» Document segment:

+---+

An addendum to my earlier post on the Cone of Uncertainty. You shouldn't read this, it's too long and boring.

Today the mailman brought me my used copy of Boehm's Software Engineering Economics (1981). This is the "original" source for the CoU, and I'd been feeling silly about not owning a copy, given how often it is cited.

Anyway, I eagerly turned to page 311 which I knew from an earlier quick skim of a borrowed copy was where the "cone" was discussed. (Boehm doesn't give it a name.)

And found a footnote that I missed the first time around: "These ranges have been determined subjectively, and are intended to represent 80% confidence limits, that is 'within a factor of four on either side, 80% of the time'". (Emphasis mine.)

This puzzled me, because I'd always thought that the Cone was drawn from empirical data. But no. It's strictly Boehm's gut feel.

And then I chanced across this bit from a bibliography on estimation from the Construx website: "Laranjeira, Luiz. 'Software Size Estimation of Object-Oriented Systems,' IEEE Transactions on Software Engineering, May 1990. This paper provided a theoretical research foundation for the empirical observation of the Cone of Uncertainty."

What empirical observation?

Curious, I turned to the 1990 paper. Its first three words are "the software crisis" - for a software engineering mythbuster, that's a very inauspicious start; the "crisis" being itself a software engineering myth of epic proportion - possibly the founding myth of software engineering.

The fun part is this bit, on page 5 of the paper:


>> Boehm studied the uncertainty in software project cost estimates as a function of the life cycle phase of a product. The graphic in Fig. 2 shows the result of this study, which was empirically validated [3, Section 21.1] <<
The reference in brackets is to the 1981 book - in fact precisely to the section I'd just read moments before. Laranjeira, too, takes Boehm's "subjective" results to be empirical! (And "validated", even.)

+---+

» Data for this exercise:
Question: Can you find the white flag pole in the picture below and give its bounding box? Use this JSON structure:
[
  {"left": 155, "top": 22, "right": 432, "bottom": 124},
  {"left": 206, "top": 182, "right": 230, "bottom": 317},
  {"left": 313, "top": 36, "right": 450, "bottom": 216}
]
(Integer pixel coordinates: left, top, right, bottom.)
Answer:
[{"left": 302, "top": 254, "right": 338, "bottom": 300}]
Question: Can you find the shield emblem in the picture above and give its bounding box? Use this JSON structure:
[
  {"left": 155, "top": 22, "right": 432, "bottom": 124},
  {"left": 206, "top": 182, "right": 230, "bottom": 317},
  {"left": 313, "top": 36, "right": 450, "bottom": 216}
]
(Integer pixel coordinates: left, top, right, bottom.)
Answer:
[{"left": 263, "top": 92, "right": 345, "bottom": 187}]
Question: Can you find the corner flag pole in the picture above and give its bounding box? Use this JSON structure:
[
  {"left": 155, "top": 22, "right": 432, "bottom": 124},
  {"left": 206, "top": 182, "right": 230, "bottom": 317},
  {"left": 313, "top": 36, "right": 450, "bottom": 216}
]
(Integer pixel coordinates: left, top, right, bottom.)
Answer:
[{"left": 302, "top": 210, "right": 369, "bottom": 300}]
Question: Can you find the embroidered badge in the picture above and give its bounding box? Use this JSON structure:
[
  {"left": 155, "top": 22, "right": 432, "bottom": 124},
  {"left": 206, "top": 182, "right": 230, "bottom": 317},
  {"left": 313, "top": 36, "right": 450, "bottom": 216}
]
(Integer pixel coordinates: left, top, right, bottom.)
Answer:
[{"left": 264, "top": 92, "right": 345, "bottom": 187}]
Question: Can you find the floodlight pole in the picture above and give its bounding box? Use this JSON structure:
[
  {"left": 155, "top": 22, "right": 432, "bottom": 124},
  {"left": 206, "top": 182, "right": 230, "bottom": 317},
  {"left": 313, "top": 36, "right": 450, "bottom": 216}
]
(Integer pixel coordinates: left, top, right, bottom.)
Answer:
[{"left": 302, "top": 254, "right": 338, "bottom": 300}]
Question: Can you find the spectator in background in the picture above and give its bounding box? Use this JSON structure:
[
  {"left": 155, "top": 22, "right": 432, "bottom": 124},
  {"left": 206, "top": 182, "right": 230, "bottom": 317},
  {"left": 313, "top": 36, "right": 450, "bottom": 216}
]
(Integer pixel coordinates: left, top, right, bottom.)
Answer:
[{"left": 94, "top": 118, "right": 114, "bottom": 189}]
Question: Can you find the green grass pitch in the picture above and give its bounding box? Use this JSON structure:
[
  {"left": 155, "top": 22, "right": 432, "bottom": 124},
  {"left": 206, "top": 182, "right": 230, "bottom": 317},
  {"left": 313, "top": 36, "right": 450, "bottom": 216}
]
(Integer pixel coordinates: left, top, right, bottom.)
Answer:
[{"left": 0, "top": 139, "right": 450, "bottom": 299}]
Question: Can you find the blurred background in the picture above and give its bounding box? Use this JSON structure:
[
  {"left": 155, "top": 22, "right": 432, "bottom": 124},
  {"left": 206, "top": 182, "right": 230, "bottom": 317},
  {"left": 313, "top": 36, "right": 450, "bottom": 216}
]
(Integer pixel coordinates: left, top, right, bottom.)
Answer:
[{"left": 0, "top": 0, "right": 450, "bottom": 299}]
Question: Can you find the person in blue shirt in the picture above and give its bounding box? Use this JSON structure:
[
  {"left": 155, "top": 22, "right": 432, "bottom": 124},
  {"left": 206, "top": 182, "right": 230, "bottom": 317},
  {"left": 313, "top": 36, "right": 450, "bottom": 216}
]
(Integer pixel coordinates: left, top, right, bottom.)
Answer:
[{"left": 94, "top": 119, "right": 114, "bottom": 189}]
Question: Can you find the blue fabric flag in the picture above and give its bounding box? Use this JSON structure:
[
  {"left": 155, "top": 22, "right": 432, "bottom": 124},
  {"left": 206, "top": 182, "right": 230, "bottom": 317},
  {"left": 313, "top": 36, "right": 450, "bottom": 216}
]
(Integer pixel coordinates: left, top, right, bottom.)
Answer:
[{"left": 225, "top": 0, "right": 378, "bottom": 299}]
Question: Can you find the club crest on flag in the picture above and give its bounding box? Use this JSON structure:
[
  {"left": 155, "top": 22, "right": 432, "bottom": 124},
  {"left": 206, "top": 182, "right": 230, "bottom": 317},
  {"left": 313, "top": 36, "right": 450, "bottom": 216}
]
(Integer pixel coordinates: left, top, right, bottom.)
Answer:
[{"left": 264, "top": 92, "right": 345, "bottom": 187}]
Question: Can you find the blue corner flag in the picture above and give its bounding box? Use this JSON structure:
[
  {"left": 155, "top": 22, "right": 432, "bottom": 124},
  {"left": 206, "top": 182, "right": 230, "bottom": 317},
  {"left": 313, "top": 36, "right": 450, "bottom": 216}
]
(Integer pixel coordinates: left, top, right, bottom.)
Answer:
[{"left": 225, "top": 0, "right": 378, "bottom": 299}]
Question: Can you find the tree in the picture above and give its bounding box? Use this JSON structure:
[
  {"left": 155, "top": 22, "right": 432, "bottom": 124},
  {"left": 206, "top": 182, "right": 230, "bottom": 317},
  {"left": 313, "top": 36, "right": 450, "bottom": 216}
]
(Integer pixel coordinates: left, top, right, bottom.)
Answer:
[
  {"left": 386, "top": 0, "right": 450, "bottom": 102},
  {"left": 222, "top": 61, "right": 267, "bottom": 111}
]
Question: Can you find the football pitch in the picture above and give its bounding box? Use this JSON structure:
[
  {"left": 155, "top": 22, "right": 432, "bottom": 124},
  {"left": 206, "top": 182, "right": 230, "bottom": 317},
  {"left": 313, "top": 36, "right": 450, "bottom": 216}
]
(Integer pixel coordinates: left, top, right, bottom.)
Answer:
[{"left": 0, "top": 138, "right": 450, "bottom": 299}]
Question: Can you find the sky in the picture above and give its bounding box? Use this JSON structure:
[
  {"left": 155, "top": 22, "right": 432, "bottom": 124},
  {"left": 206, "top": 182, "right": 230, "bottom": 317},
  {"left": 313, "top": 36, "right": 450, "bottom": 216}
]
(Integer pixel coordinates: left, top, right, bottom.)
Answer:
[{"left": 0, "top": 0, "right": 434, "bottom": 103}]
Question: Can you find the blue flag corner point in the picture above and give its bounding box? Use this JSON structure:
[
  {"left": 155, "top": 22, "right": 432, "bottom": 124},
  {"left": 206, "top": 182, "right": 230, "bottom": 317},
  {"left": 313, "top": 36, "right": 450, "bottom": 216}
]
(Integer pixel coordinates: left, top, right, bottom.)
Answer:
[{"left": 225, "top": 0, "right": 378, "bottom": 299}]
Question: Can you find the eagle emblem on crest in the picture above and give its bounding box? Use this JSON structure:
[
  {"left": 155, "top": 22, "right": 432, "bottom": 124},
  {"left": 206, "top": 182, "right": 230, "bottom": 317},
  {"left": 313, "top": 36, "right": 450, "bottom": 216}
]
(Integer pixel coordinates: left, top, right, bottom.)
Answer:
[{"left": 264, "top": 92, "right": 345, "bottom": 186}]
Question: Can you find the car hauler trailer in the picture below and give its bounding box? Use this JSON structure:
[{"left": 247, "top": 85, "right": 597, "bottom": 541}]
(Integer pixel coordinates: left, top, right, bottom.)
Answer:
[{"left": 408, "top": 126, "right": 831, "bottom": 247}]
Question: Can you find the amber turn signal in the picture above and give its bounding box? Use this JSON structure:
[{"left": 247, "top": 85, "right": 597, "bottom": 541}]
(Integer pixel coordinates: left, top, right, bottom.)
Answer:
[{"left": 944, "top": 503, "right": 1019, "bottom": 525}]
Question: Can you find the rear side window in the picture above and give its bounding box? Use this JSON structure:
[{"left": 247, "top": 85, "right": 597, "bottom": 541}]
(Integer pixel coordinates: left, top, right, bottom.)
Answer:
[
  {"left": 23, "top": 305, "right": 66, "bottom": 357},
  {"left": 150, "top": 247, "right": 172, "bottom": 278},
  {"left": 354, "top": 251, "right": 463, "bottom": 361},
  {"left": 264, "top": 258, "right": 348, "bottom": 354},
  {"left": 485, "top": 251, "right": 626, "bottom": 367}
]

+---+

» Exercise tasks:
• 1. In the post on the Cone of Uncertainty, what confidence limits does the footnote say Boehm's ranges are intended to represent?
• 2. Show each line of the listing that contains the string "crest", matching case exactly.

» Set of answers:
• 1. They are intended to represent 80% confidence limits.

• 2.
Question: Can you find the club crest on flag in the picture above and give its bounding box? Use this JSON structure:
Question: Can you find the eagle emblem on crest in the picture above and give its bounding box? Use this JSON structure:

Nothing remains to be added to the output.